**Exercise passage:**
Explaining Sources of Uncertainty in Automated Fact-Checking
Jingyi Sun, Greta Warren, Irina Shklovski, Isabelle Augenstein
TL;DR
The paper tackles the problem of explaining uncertainty in automated fact-checking by grounding model uncertainty in explicit span-level interactions among a claim and multiple evidences. It introduces CLUE, a plug-and-play framework that (1) unsupervisedly identifies conflict- and agreement-bearing spans across claim–evidence pairs, (2) quantifies predictive uncertainty via entropy $u(X)$ over the candidate labels, and (3) generates uncertainty explanations through instruction-based prompting or attention steering centered on the extracted spans. Empirically, CLUE improves faithfulness to the model's uncertainty and alignment with fact-checking labels across three open-weight LLMs and two health-domain datasets, with human evaluators finding the explanations more helpful, informative, and coherent than baseline prompts. The work demonstrates that grounding explanations in concrete evidentiary conflicts enables more actionable, maintainable, and generalizable support for fact-checking and other information synthesis tasks, without any model fine-tuning. $u(X)$ and $P(y_i|X)$ are defined where applicable and all math is presented in $...$ format for clarity and reproducibility.
Abstract
Understanding sources of a model's uncertainty regarding its predictions is crucial for effective human-AI collaboration. Prior work proposes using numerical uncertainty or hedges ("I'm not sure, but ..."), which do not explain uncertainty that arises from conflicting evidence, leaving users unable to resolve disagreements or rely on the output. We introduce CLUE (Conflict-and-Agreement-aware Language-model Uncertainty Explanations), the first framework to generate natural language explanations of model uncertainty by (i) identifying relationships between spans of text that expose claim-evidence or inter-evidence conflicts and agreements that drive the model's predictive uncertainty in an unsupervised way, and (ii) generating explanations via prompting and attention steering that verbalize these critical interactions. Across three language models and two fact-checking datasets, we show that CLUE produces explanations that are more faithful to the model's uncertainty and more consistent with fact-checking decisions than prompting for uncertainty explanations without span-interaction guidance. Human evaluators judge our explanations to be more helpful, more informative, less redundant, and more logically consistent with the input than this baseline. CLUE requires no fine-tuning or architectural changes, making it plug-and-play for any white-box language model. By explicitly linking uncertainty to evidence conflicts, it offers practical support for fact-checking and generalises readily to other tasks that require reasoning over complex information.

**Records provided:**

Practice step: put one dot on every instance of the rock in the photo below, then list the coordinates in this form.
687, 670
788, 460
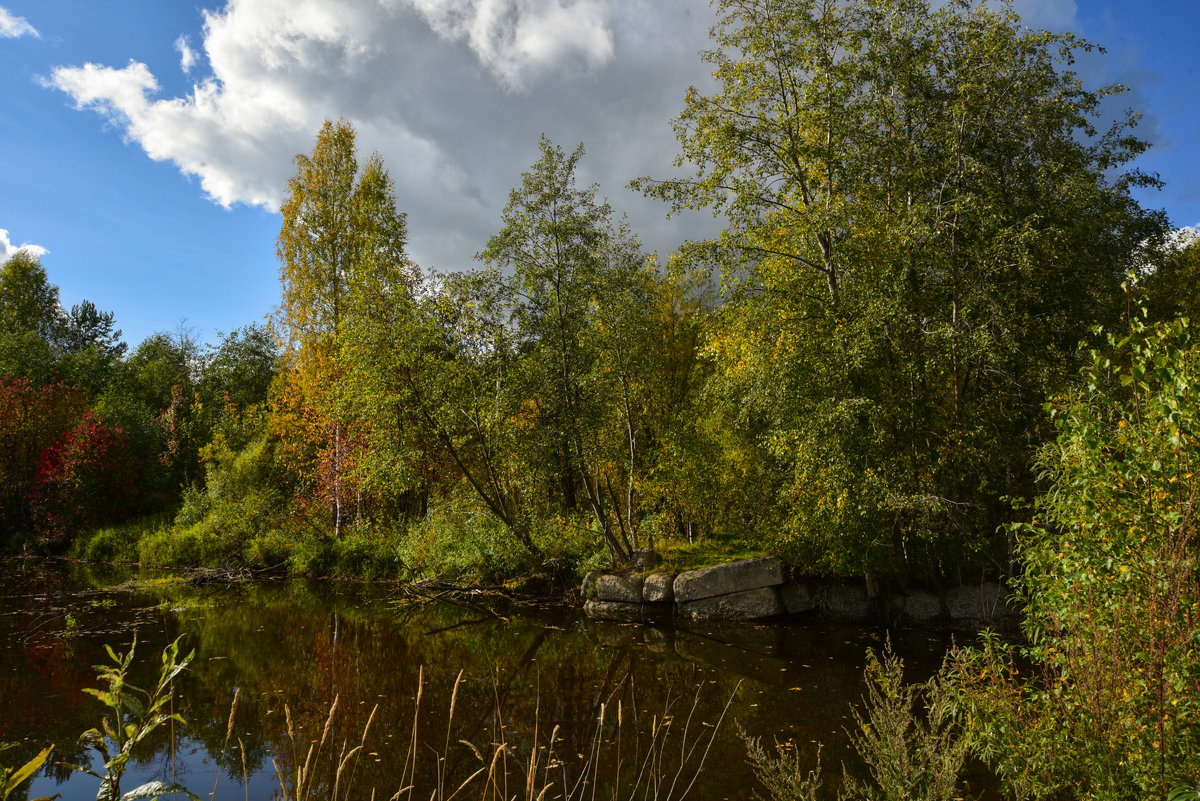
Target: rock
918, 606
796, 598
589, 584
748, 604
659, 588
613, 610
725, 579
627, 589
643, 560
977, 604
846, 603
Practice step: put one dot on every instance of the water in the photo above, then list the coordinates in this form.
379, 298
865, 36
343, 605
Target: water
291, 648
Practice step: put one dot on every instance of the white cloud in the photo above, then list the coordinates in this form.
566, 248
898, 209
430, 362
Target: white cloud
454, 94
1181, 238
7, 250
11, 26
513, 37
186, 54
451, 92
1049, 14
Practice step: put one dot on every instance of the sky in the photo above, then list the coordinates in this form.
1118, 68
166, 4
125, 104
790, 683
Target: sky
145, 145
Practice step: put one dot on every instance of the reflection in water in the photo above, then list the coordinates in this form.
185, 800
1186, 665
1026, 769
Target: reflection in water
289, 649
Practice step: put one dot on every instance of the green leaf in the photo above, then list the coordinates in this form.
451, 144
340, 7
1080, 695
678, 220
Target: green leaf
25, 771
155, 789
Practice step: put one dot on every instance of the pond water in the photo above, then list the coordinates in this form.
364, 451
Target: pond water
588, 704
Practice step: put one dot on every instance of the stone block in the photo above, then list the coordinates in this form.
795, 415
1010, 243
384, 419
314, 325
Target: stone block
748, 604
659, 588
627, 589
796, 598
725, 579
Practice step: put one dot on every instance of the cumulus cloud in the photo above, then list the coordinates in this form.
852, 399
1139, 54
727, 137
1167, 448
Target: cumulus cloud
11, 25
513, 37
7, 250
1049, 14
186, 54
454, 94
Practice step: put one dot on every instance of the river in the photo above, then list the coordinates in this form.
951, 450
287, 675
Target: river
537, 678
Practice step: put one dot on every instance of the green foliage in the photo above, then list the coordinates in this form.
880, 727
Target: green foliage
1169, 289
341, 240
132, 716
13, 777
906, 738
118, 542
922, 228
31, 321
1111, 590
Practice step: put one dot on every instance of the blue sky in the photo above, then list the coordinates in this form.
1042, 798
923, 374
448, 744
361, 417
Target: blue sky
151, 176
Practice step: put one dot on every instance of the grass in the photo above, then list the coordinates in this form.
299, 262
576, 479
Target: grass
681, 555
625, 759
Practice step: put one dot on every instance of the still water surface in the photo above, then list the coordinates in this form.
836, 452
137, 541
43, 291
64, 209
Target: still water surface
291, 648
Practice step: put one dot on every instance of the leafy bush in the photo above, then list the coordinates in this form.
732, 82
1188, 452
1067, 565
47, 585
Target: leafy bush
1111, 591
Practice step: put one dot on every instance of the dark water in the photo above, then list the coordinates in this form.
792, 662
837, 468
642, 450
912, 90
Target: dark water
291, 648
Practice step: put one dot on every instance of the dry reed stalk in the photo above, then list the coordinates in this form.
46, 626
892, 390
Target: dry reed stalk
245, 772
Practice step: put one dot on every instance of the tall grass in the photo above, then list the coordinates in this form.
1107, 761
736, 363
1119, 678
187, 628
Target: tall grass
624, 758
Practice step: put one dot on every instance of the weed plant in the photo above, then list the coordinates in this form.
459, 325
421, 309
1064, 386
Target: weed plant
905, 735
624, 760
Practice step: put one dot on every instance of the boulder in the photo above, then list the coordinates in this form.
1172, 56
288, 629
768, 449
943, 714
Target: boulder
627, 589
725, 579
659, 588
748, 604
796, 598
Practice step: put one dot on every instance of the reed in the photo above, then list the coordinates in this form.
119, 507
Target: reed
624, 758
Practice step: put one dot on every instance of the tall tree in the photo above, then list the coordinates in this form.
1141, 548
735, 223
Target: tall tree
922, 226
341, 235
576, 275
31, 321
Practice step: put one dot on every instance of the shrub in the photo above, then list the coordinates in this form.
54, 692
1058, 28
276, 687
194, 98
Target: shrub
1111, 591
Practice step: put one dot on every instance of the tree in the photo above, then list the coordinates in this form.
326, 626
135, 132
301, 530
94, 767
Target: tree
31, 320
1170, 288
31, 419
1110, 591
90, 345
922, 226
579, 284
341, 235
240, 368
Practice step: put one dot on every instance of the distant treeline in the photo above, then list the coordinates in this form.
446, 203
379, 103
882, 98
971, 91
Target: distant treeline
922, 228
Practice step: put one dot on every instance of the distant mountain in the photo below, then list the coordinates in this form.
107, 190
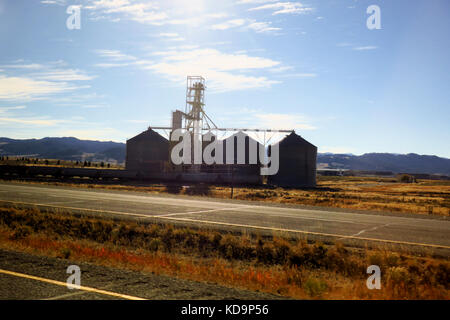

**Your assignment:**
In the fact-checking paper, what does the name CLUE stand for? The lines have no connection to the fact-checking paper.

**Task result:**
Conflict-and-Agreement-aware Language-model Uncertainty Explanations